Data for this exercise:

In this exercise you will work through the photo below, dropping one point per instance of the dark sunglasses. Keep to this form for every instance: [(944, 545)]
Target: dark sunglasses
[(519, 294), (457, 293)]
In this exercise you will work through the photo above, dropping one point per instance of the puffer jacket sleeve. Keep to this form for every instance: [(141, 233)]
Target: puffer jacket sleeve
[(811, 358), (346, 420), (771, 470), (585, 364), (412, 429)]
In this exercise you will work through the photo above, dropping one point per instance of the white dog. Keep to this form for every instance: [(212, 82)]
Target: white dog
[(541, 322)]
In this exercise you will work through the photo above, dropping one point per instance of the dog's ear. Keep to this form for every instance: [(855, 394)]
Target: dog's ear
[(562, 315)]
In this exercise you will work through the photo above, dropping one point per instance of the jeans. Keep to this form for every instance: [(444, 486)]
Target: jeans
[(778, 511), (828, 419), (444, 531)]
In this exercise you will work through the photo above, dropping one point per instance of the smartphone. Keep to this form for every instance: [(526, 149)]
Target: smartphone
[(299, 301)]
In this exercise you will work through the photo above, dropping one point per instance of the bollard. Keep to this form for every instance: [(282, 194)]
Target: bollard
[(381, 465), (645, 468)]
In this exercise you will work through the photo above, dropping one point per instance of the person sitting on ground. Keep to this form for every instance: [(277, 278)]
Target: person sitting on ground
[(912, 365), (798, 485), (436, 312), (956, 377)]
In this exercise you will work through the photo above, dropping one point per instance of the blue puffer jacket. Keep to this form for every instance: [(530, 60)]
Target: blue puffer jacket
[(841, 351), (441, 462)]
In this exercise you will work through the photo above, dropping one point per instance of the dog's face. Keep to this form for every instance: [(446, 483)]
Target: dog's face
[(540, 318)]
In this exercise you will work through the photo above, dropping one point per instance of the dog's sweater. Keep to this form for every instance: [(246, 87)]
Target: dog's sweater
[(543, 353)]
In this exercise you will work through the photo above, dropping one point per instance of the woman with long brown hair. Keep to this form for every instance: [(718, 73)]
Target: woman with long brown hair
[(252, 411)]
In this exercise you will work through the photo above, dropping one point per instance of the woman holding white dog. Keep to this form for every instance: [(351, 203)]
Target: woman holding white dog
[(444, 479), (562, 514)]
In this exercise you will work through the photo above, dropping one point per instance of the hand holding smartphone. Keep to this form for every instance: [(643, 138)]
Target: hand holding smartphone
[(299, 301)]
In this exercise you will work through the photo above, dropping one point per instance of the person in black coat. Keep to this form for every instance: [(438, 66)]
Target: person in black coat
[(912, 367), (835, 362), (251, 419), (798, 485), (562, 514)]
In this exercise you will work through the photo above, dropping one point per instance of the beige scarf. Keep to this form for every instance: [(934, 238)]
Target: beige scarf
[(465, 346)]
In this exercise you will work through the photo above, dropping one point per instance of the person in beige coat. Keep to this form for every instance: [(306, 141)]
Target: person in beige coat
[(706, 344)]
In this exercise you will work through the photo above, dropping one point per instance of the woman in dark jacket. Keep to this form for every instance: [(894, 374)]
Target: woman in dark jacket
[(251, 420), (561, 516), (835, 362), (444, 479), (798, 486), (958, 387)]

Goal of the exercise:
Print the data in full, with each line exactly as given.

Completed task:
In this exercise you will work through the photo below, dropping one point per instance of the dark sunglasses. Keep to this form for every instance: [(944, 545)]
Target: dark sunglasses
[(519, 294), (457, 293)]
In this exercise you will work through the photo above, dropping one point per instance of the puffer jacket sleeve. Keep to this form for every instance: [(141, 233)]
Target: puffer jacket sleeve
[(811, 358), (346, 420), (771, 470), (585, 364), (412, 429)]
In this exercise you will work through the photo above, dropping one point per instance of the white dog. Keep to this form for every instance: [(212, 82)]
Target: white dog
[(541, 322)]
In this exercise you will work through the photo above, dropping one point per instance of the dog's ear. Keep to this form for every instance: [(855, 394)]
Target: dog's ear
[(562, 315)]
In this exercise you will work through the photo above, dropping one point per instance of the jeans. Keep to this form for every instance: [(444, 486)]
Target: jeans
[(778, 511), (828, 419), (444, 531)]
In this exercise you will work through the photo above, dropping one point per instance of the smartphone. Keep to this form for every instance: [(526, 149)]
Target: smartphone
[(299, 301)]
In this exercise you will work through the photo above, dropping one point per instance of the bollard. Keep to this form for every instance: [(282, 194)]
Target: bollard
[(381, 465), (645, 468)]
In this exercise you will work through the photo above, dropping one point per instance of the person sitting on ground. Keep to this form for every instance: [(277, 278)]
Target: person sitting on ground
[(912, 365), (798, 485), (436, 312), (956, 377)]
In this exercise you will work through the photo above, dropping one point per instance of the blue puffer jacket. Keep to this form for every instance: [(530, 60)]
Target: blue puffer jacket
[(841, 351), (441, 462)]
In this exercise you will work through the photo above, dropping one point per instance of the dog's face. Keep to this form for every instance: [(446, 483)]
Target: dog's face
[(540, 318)]
In this exercise you will work through the photo above, dropping one point per instance of the dog's sweater. Keep to this form for every instance: [(246, 87)]
Target: dog's sweater
[(543, 353)]
In this exercise you will work through the photo above, dropping one point per instance of the woman with long brown hair. Keep to this form for every instance: [(718, 73)]
Target: woman with long brown hair
[(252, 411)]
In this exercise you will work through the photo above, dropping one point per instance of the woman holding white dog. Keep to this form for every instance: [(351, 203)]
Target: woman holding white dog
[(444, 479), (562, 514)]
In this exercise you will work through the photo above, dropping one point per instance of the hand holding smartphone. Keep to this form for every instance: [(643, 138)]
Target: hand holding smartphone
[(299, 301)]
In this exercise you will work through the photo above, dropping one point per instance of the person in black coat. Keep to this form for every instance: [(438, 66)]
Target: person in black coat
[(912, 367), (835, 362), (251, 419), (798, 485), (562, 514)]
In this exercise you will work through the photo above, dropping one point per instance of the beige scarf. Keep to this form for every instance: [(934, 238)]
Target: beige scarf
[(465, 346)]
In this exercise you will work through the photo above, dropping one point per instance of the person in beige coat. Keep to this form for every instance: [(306, 141)]
Target: person in beige coat
[(706, 344)]
In this exercise you will work through the photo above, dropping one point per instance of the woman in dark jacket. Keep to this form for every instance: [(894, 374)]
Target: woman in dark jacket
[(251, 420), (561, 516), (835, 362), (444, 479), (798, 486), (958, 387)]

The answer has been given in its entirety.